Text:
————————

As for the coastal regions, she stressed that each of the 20 municipalities of the Costa Brava has at least one accessible beach. She also highlighted there are resources for accessible hiking thanks to three Joëlette chairs, and accessible cultural tourism in areas such as the Greco-Roman site of Empúries, which can be visited in a wheelchair, has an audio guide and inclusive guided tours. Finally, she highlighted two initiatives managed by two of the PTCBG’s marketing clubs: Cultura e Identidad and Ruta del Vino DO Empordà. On the one hand, the Som Cultura initiative, a collection of genuine cultural activities that aims to promote inclusive initiatives throughout the month of November, and on the other, the Vívid, dedicated to the Empordà wine route in April, which this year, despite having been cancelled by the COVID, included 22 inclusive activities.

In a screenshot, the webinar participants listen attentively to Tatiana Alemán's speech.
In a screenshot, the webinar participants listen attentively to Tatiana Alemán’s speech.

————————

Material provided:

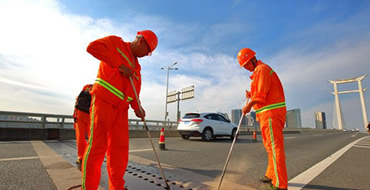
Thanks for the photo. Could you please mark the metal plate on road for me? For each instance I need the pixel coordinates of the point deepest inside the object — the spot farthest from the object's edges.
(140, 176)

————————

Assignment 1:
Can you turn the paragraph of the Costa Brava accessibility text that begins "As for the coastal regions" into a short list that keeps its main facts?
Assignment 2:
Would you pick up the Costa Brava accessibility text after its last sentence and continue it?
The listing isn't needed here.

Response 1:
- Each of the Costa Brava's 20 municipalities has at least one accessible beach.
- Three Joëlette chairs make accessible hiking possible.
- Cultural tourism is accessible in places such as the Greco-Roman site of Empúries, which can be visited in a wheelchair and offers an audio guide and inclusive guided tours.
- Two PTCBG marketing clubs, Cultura e Identidad and Ruta del Vino DO Empordà, manage two initiatives:
  - Som Cultura: genuine cultural activities promoting inclusive initiatives throughout November.
  - Vívid: devoted to the Empordà wine route in April. This year it included 22 inclusive activities despite having been cancelled by COVID.

Response 2:
The Baix Empordà Tourism Accessibility Plan

In her speech, the Baix Empordà District Council’s Tourism Technician, Montse Nualart, presented the Baix Empordà Tourism Accessibility Plan, a tourism project that began in 2017 and aims to promote the district as an accessible tourist destination. The programme began with a diagnosis of the state of the district and the creation of good practice manuals because, according to Nualart, throughout this process, we have realised that sometimes we don’t make things accessible, not because we don’t want to, but because we don’t know how to do it”.

Three years after the start of the project, at the end of this month of September, a new brochure on tourism for all will be launched, which includes 25 resources among tourist offices, campsites, museums, routes and accessible historical sites, such as Pals or Peratallada, which, although not entirely accessible, do include some routes adapted to mobility and also for people with visual disabilities.

On a sunny day, a man pushing a pram walks along a cobbled street leading to the Torre de las Horas de Pals, a cylindrical construction about 15 metres high made of ashlars. Image by Jordi Gallego.
On a sunny day, a man pushing a pram walks along a cobbled street leading to the Torre de las Horas de Pals, a cylindrical construction about 15 metres high made of ashlars. Image by Jordi Gallego.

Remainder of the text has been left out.